Records supplied →
>> START

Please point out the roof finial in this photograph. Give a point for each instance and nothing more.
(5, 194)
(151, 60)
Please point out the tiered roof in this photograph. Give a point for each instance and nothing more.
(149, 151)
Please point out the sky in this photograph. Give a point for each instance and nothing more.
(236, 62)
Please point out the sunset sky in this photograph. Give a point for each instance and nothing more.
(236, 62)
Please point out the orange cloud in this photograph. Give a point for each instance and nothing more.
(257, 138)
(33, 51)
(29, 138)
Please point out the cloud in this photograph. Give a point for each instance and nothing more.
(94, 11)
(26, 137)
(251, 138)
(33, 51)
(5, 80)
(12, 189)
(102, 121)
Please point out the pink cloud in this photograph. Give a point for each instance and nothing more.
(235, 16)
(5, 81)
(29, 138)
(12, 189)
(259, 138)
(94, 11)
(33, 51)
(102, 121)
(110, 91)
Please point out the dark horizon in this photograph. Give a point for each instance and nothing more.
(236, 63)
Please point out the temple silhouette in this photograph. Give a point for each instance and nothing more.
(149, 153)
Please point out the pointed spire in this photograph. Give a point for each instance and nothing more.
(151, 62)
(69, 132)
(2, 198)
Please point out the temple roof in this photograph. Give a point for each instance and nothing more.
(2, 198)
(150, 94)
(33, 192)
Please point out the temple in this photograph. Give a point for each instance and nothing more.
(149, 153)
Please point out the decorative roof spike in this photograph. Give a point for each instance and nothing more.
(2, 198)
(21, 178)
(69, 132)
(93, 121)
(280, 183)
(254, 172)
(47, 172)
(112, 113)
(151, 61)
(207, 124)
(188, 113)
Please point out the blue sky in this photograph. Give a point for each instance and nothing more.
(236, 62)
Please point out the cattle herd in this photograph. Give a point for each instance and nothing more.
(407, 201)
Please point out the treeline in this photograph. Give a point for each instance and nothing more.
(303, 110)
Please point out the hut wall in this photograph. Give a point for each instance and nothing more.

>> END

Exercise directions →
Starting at the line that contains "Please point out the treeline" and ending at the end of the entries, rewrite every line, including the ones that ask for points. Scale each point coordinate by 0.2 and round it to a whole number, with halves rounding up.

In response →
Please point out the treeline in this photograph. Give a point for each instance and nothing more.
(61, 22)
Please point out the hut wall in this photograph. Give a point for each instance and nothing more.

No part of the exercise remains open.